Congress is working to pass fiscal year 2023 spending legislation by the end of this week. Although the finalized package falls well short of the ambitious funding targets set in the CHIPS and Science Act, it does include funding increases across science agencies that generally keep up with inflation and in some cases delivers double-digit percentage increases.
Congressional leaders finalized a fiscal year 2023 appropriations package at the beginning of this week and are rushing to send it to President Biden before the Christmas holiday.
In the end, Republicans used their leverage in the Senate and impending control over the House to negotiate larger overall increases in defense spending and smaller ones in non-defense spending than Democrats wanted. In an echo of last year’s budget cycle, the agreement led many funding proposals Democratic appropriators developed for science agencies to be pared back. Even still, most agencies will receive increases keeping pace with inflation, and a few are in line for double-digit percentage increases.
Budget increases for the National Science Foundation, National Institute of Standards and Technology, and Department of Energy Office of Science ended up falling well short of the ambitious targets set for them in the CHIPS and Science Act. However, the act did influence the final outcome, with negotiators including $1 billion extra for NSF via a special supplemental section of the package that is otherwise primarily aimed at providing disaster relief. Democrats highlighted it as the largest dollar increase the agency has ever received.
Congress included instructions on how agencies should spend their appropriations through explanatory statements and reports prepared by House appropriators. Summary figures are available in FYI’s Federal Science Budget Tracker.
Supplements offered vehicle for extra science funds
Aside from NSF, several other science agencies also received some funding through the disaster supplement and another special appropriation supplying aid to Ukraine.
******
• [Directions]:
1. According to the article on fiscal year 2023 science funding, which agencies had budget increases that fell well short of the targets set in the CHIPS and Science Act? List them all.
2. In the article on fiscal year 2023 science funding, how much extra did negotiators include for NSF through the supplemental section of the package?
The material that comes after this article is separate from it.

• [Given material]:
******
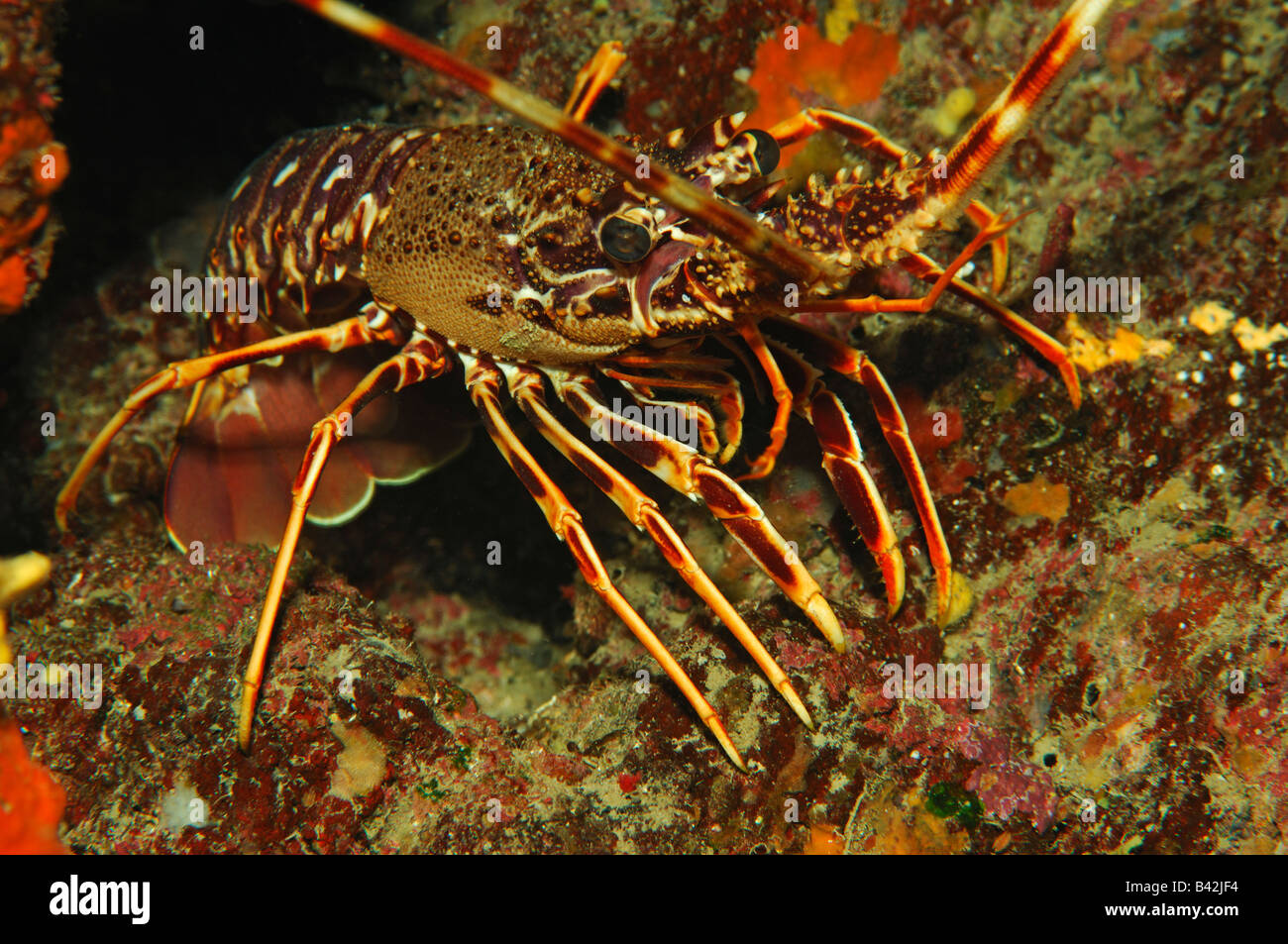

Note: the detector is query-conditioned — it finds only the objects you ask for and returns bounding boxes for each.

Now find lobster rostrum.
[56,0,1109,770]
******
• [Results for each task]:
1.
- National Science Foundation
- National Institute of Standards and Technology
- Department of Energy Office of Science

2. $1 billion